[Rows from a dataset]

--- start ---

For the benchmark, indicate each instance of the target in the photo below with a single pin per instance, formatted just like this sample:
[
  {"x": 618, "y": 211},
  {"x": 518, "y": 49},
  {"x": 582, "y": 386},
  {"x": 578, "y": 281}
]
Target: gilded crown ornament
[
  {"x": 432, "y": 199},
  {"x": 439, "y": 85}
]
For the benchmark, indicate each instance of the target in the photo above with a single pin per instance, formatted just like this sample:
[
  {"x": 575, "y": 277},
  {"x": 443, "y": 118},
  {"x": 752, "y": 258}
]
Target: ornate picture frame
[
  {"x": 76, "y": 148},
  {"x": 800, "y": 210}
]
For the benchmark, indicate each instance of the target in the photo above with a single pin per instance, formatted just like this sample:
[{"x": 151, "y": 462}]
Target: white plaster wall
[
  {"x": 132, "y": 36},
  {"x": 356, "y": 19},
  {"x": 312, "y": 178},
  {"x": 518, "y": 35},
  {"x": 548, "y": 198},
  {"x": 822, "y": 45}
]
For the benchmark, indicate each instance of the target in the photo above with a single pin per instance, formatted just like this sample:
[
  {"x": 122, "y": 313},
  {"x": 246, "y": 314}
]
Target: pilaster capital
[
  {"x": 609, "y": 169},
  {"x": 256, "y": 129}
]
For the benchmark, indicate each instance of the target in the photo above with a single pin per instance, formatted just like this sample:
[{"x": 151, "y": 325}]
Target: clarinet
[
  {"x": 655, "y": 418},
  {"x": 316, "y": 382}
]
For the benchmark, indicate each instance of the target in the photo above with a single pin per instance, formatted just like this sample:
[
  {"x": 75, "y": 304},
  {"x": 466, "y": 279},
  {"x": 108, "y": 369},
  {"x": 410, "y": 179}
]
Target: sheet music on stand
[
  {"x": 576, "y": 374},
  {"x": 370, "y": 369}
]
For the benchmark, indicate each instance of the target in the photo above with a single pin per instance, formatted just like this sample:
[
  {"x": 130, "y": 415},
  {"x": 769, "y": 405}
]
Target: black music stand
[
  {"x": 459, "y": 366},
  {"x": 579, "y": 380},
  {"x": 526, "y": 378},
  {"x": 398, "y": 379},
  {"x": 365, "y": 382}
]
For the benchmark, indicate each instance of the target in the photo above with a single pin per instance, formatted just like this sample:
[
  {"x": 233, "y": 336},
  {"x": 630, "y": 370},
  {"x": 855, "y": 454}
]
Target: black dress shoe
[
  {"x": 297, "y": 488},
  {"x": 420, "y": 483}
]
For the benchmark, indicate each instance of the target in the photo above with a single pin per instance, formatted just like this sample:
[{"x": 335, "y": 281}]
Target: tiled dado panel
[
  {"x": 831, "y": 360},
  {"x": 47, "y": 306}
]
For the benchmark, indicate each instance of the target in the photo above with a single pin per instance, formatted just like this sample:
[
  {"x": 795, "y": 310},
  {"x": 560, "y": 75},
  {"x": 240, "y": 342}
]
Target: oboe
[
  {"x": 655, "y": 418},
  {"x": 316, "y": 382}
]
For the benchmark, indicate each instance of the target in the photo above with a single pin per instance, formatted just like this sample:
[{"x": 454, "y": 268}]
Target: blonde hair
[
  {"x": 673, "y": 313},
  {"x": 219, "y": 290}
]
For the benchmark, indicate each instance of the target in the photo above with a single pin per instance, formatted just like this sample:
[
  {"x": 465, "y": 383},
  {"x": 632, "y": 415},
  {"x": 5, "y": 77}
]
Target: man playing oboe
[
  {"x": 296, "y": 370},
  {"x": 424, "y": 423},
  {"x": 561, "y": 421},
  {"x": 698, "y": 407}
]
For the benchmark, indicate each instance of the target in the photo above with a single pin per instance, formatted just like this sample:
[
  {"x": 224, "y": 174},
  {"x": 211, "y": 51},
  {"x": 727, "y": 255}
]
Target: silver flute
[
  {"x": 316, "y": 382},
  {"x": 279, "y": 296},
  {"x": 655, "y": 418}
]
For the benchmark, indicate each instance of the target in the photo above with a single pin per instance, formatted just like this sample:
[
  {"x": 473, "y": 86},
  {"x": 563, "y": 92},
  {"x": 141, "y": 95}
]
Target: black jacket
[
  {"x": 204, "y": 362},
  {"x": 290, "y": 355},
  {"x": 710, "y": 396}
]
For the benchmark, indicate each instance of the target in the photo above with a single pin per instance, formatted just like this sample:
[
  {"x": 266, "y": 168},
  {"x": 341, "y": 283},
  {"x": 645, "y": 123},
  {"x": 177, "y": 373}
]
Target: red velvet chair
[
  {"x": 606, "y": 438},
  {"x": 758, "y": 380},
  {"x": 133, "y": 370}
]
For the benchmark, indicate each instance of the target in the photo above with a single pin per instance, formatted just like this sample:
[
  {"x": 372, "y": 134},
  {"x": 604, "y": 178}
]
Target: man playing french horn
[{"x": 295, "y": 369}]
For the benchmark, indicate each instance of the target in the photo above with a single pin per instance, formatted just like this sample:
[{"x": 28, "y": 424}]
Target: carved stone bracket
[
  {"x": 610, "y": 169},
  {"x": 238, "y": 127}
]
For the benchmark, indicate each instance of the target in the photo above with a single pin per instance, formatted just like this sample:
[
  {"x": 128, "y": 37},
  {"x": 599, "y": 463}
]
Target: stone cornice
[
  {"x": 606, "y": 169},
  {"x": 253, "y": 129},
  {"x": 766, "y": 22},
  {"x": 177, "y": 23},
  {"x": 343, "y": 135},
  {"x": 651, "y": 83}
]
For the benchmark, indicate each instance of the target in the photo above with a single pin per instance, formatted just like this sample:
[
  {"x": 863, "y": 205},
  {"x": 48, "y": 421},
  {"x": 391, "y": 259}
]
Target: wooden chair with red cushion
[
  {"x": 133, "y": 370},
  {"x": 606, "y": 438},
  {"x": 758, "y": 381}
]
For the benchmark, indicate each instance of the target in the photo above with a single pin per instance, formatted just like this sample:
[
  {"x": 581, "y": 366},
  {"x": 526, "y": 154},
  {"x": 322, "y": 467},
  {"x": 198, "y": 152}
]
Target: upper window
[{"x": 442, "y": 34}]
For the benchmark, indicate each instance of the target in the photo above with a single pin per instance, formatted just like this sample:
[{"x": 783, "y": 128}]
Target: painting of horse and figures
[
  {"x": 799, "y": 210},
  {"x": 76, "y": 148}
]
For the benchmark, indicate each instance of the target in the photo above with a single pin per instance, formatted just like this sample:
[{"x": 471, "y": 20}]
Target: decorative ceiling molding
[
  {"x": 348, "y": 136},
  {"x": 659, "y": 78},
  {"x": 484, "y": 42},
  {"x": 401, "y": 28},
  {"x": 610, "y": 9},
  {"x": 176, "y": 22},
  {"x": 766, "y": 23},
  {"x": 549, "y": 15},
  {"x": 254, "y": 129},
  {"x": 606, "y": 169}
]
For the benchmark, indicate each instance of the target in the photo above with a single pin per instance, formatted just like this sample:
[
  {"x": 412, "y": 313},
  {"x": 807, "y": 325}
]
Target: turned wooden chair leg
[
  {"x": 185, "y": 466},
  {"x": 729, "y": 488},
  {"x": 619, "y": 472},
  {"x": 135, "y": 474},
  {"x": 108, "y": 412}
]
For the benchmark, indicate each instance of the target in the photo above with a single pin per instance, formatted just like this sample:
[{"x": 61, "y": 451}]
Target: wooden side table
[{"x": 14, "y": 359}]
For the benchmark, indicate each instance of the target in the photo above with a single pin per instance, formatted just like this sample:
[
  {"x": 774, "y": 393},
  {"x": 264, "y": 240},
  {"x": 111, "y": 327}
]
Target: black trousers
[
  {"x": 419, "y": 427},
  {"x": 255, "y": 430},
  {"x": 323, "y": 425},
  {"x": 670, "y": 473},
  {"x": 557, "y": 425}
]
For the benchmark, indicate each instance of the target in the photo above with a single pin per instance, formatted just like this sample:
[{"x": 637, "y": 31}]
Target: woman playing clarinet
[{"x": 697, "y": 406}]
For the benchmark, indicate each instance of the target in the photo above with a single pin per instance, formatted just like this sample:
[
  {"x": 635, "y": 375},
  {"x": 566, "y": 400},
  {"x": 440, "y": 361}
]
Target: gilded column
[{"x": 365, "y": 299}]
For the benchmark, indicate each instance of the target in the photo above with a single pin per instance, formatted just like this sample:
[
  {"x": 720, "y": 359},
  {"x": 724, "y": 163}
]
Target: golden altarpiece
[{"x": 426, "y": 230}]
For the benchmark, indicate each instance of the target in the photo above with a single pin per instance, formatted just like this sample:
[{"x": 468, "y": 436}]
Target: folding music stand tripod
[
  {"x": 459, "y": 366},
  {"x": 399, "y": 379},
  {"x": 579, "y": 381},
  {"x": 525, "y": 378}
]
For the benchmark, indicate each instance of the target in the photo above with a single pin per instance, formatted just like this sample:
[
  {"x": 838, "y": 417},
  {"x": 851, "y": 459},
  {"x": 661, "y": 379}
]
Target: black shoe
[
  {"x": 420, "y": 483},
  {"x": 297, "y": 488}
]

--- end ---

Count the lines in the entries above that contain the string "oboe", treating case as significant. Give only the number.

(Problem solution): 2